TEXT -
Steveston-London Secondary School (SLSS) is a public high school in Richmond, British Columbia for  pupils grades 8-12.  Steveston-London Secondary follows the semester course system.

Origin

Before the establishment of Steveston-London Secondary School, Steveston Secondary School and Charles E. London Secondary School were two high schools close together. However, both schools were merged into one because of declining enrollment. The name "Steveston-London Secondary School" was chosen on June 14, 2006 as decided in a student vote from both schools.

Steveston-London Secondary School occupies the same building as Charles E. London Secondary School had, with a new 19 million dollars renovation from the Government of British Columbia. The new addition consists of a second floor science wing as well as 9 classrooms and 2 laboratories. Other additions include a library, theater, music room, and an additional gymnasium and counseling area. Many classrooms, such as Charles E. London's former gymnasium, have been renovated. The former Steveston Secondary School building was demolished over the course of mid-2015 to Summer 2016 and replaced with a new residential development.

RAW DATA -

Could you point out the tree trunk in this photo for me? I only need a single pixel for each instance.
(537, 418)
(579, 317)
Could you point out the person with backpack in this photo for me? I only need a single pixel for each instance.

WORK TO DO -
1. Using the Steveston-London text, explain in one to three sentences why Steveston Secondary School and Charles E. London Secondary School became one school.
2. Please extract the part of the Steveston-London text between "Steveston-London Secondary School (SLSS)" and "semester course system.", inclusive.
The data above stands apart from the Steveston-London text.

SOLUTIONS BELOW -
1. The two high schools, which were close together, were merged into one because of declining enrollment.

2.
Steveston-London Secondary School (SLSS) is a public high school in Richmond, British Columbia for  pupils grades 8-12.  Steveston-London Secondary follows the semester course system.